| THE EXERCISE |
Output every one of the rows below again, line for line, with no changes.
* begin DATASET ENTRIES *
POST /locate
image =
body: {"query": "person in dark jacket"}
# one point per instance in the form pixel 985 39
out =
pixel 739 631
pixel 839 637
* end DATASET ENTRIES *
| RESULT BELOW |
POST /locate
image =
body: {"query": "person in dark jacket"}
# one point per instance in the form pixel 985 39
out =
pixel 739 631
pixel 839 637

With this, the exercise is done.